## START TEXT SEGMENT

Students and generally young people under 25 are a wonderful example of how a generation can totally adapt to a new way of doing things in a short amount of time.

Within the past 10-15 years, a whole new economy based on using products and services as and when required without the obsession with ownership has sprung up. The idea of access rather than ownership means that everything from entertainment (Spotify, Netflix) to travel (Airbnb, Uber) has a shared version that consumers can access as and when needed without long term responsibility.

Graham Cutbill-White

The sharing economy is expected to be worth an eye-watering £266 billion by 2025 by which point millennials and members of Generation Z are going to make up the majority of the workforce, these newly established buying habits are set to become the norm across all industries. 

This new approach has already revolutionised a number of industries, not least the world of insurance.

The cost of car insurance, in particular, has created a real and often insurmountable barrier for many young drivers. In the first quarter of 2019, the cost of an annual policy was more than £2,000 on average for 18-year-olds – an amount few teenagers can afford. 

A way for many to avoid having to pay these large amounts is to forgo actually owning a car and therefore removing the need for an annual policy. Instead, they’re looking for more flexible and affordable options and thanks to modern forward-thinking insurance providers, are finding the cover they need without having to pay for insurance they don’t want.

Whether this is with a pay as you go model which calculates your premium depending on the amount you drive or a temporary car insurance policy which allows you to drive whenever, wherever in the UK for the duration you need, there are now more insurance options than ever.

If you just need an hourly policy to pop to the shops, a daily policy for a road trip with friends, or a longer, 28 day policy when you’re home from university for the holidays, you get the duration you need with all the same level of protection as regular insurance.

Uni students are one group of young drivers that can hugely benefit from a more flexible, temporary approach to insurance.

Alongside the countless things you will need to take when you go off to uni, one thing you definitely won’t need as a student is your car. You’d need a pretty big box to pack it in, but that’s not the main reason you shouldn’t take your car to uni, the cost of keeping a vehicle taxed and insured when you might only use it a few weeks a year is just not worth it.

There are a few other reasons you shouldn’t take your car to uni – you’ll be a guaranteed taxi service and without fail the designated driver. You’ll also struggle to park it at most university campuses.

You will, however, want to make sure you have temporary car insurance. It’s the ideal way to ensure you can still get around when you’re home for the holidays or if you’re planning a road trip.

## END TEXT SEGMENT
## START EXTRACTED ENTRIES

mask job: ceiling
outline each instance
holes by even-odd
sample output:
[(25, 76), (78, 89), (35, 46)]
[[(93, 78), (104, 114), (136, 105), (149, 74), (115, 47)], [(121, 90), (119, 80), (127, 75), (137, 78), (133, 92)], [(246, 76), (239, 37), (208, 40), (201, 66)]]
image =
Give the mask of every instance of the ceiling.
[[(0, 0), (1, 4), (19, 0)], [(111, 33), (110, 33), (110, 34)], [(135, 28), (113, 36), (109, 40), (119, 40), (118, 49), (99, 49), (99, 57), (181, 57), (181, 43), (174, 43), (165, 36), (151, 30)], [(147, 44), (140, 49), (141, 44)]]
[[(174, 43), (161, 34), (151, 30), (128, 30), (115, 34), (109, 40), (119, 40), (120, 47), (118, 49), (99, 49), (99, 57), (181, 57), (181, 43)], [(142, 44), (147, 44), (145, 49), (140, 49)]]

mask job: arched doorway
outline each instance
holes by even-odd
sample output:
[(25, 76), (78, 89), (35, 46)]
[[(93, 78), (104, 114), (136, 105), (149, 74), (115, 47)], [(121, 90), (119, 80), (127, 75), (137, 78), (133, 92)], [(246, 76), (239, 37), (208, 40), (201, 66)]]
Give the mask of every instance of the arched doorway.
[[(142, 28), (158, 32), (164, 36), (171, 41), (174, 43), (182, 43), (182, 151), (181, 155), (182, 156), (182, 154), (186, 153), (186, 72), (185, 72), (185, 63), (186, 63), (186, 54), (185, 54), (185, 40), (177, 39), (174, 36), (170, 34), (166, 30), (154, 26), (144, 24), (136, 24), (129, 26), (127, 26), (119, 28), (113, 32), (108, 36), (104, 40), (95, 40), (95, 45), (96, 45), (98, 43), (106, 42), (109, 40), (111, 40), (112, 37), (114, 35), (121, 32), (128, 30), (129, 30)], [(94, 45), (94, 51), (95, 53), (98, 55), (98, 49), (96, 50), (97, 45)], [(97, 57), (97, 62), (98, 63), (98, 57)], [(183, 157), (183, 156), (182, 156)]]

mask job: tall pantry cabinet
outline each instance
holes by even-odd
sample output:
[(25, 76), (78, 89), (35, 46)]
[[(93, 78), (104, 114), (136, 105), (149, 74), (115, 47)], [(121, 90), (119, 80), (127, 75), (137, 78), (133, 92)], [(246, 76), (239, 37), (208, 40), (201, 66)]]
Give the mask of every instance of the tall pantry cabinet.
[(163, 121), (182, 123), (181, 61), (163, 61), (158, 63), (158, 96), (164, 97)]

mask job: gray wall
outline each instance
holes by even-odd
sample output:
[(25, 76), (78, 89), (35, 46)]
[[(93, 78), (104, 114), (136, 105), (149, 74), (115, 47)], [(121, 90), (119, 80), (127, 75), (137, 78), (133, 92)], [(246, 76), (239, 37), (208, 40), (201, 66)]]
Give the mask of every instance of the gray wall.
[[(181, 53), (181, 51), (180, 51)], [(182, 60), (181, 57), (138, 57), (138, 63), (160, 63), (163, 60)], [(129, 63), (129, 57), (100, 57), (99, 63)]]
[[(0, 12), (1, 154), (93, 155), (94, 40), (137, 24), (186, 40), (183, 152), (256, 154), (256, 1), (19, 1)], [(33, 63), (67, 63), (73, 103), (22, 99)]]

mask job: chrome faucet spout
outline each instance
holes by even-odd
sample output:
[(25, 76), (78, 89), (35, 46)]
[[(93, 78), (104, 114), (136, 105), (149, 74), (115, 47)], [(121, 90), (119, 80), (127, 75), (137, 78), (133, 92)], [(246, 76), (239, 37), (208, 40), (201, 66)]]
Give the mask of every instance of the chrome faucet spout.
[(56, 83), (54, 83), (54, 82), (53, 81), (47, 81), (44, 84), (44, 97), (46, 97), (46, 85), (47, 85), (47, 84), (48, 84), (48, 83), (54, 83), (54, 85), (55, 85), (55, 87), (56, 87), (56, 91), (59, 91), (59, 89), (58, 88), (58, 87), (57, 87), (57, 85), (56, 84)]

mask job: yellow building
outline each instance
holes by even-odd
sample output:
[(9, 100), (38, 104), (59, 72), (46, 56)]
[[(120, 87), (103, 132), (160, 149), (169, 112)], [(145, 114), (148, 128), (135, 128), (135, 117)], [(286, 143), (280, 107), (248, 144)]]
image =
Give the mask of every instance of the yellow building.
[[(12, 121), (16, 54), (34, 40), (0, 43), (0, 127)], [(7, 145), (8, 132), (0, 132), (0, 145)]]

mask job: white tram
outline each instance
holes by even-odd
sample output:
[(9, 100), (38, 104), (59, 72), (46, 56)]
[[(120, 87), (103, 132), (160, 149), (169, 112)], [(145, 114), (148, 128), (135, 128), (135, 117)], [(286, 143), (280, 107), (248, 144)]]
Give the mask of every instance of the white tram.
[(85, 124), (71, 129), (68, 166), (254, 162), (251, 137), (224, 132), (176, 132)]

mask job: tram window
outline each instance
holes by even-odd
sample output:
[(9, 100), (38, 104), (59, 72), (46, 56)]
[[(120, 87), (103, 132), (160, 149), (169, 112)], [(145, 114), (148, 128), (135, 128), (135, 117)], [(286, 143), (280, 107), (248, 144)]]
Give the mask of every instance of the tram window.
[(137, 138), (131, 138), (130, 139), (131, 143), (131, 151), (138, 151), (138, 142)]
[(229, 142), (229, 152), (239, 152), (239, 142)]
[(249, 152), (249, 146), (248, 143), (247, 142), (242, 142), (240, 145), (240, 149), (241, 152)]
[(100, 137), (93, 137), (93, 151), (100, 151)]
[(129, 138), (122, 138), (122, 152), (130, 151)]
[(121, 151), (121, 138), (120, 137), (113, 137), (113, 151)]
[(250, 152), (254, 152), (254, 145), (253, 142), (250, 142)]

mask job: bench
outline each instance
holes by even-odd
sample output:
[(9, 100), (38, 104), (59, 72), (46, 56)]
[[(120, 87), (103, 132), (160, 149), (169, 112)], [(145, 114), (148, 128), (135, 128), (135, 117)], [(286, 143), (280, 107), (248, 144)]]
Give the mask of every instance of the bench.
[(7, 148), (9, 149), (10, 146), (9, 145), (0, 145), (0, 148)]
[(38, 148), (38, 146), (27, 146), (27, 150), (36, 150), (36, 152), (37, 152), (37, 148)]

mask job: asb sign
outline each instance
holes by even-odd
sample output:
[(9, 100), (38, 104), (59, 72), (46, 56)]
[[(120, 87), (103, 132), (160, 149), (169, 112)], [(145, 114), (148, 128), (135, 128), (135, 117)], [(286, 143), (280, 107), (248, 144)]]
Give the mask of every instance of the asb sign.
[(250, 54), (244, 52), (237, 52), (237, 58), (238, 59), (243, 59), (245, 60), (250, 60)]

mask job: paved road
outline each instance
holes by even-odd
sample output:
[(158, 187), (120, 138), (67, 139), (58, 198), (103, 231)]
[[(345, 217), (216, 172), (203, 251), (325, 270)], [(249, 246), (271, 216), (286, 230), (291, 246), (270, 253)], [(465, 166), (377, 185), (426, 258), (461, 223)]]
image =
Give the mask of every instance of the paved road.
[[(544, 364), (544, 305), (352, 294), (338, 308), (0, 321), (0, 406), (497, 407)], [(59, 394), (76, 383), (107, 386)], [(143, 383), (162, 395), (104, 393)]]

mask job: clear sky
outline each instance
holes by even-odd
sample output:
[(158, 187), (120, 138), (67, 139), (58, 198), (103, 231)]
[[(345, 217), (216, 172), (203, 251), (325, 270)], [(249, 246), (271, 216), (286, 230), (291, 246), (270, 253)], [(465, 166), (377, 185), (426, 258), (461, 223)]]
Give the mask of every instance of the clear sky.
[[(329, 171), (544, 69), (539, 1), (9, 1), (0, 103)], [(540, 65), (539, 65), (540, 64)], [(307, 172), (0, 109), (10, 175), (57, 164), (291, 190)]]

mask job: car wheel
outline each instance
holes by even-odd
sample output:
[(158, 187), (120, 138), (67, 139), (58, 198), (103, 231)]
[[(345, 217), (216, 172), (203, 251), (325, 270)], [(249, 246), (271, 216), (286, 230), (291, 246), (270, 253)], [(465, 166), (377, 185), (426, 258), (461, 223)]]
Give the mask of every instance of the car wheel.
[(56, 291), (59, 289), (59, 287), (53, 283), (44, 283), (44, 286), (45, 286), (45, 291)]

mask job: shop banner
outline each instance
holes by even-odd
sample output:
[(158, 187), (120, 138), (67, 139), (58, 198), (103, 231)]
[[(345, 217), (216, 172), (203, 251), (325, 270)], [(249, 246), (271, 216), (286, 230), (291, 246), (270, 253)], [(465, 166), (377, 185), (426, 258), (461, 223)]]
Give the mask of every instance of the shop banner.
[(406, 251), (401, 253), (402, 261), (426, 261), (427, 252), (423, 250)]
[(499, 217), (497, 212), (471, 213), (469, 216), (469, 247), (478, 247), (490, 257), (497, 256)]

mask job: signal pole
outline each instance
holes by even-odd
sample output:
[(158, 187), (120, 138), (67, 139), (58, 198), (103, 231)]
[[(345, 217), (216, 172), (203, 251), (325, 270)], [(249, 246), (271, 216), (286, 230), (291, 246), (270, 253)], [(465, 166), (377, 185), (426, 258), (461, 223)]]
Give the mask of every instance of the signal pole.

## END EXTRACTED ENTRIES

*EXERCISE PROMPT*: Reproduce the part of the article on young drivers and car insurance that begins with the words "This new approach" and ends with "teenagers can afford.".

*COMPLETE RESPONSE*:
This new approach has already revolutionised a number of industries, not least the world of insurance.

The cost of car insurance, in particular, has created a real and often insurmountable barrier for many young drivers. In the first quarter of 2019, the cost of an annual policy was more than £2,000 on average for 18-year-olds – an amount few teenagers can afford.